● What the task asks
Copy the records below word for word, leaving out the pictures.

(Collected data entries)
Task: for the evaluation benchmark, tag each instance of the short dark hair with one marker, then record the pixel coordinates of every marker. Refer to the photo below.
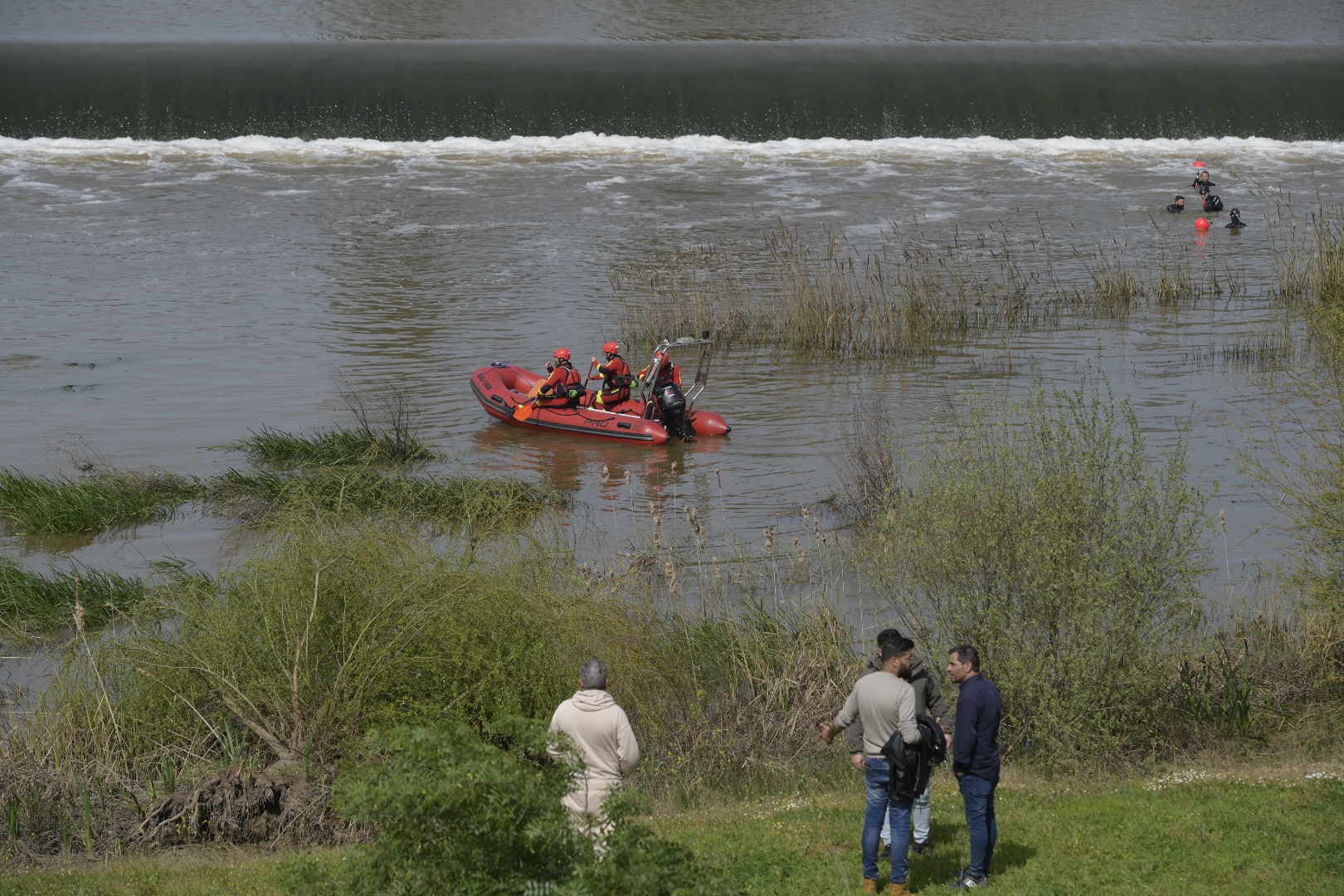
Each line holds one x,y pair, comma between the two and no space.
897,648
965,653
888,635
593,674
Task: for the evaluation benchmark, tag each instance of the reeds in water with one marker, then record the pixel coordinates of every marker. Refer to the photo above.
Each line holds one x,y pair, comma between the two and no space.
903,297
338,446
102,500
34,603
452,500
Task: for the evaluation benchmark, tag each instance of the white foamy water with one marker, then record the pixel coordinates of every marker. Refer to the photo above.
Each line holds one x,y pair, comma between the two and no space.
592,144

● Output below
Task: for the evaluation benchmark, tag each instance of the short dark hair with one marker, then record the pixel coordinates of every marker. Refer to the photo below.
Each line holds one x,y pair, comma between the two and no space.
897,648
965,653
888,635
593,674
Task: for the evaluation benchmark, tag each instance of the reeds in water with one marker, then record the pixel coordinates of every marker. Refer to the photo above.
Each line holds one x,y pair, comma between the two and no space.
903,297
338,446
102,500
34,603
452,500
Task: for the evaluation benchmark, tag each instance of the white foamy water with one marker, then record the pixel coordinates of every marker. Refer to the photo above.
Each line holds one x,y pair, comma between the two and no space.
592,144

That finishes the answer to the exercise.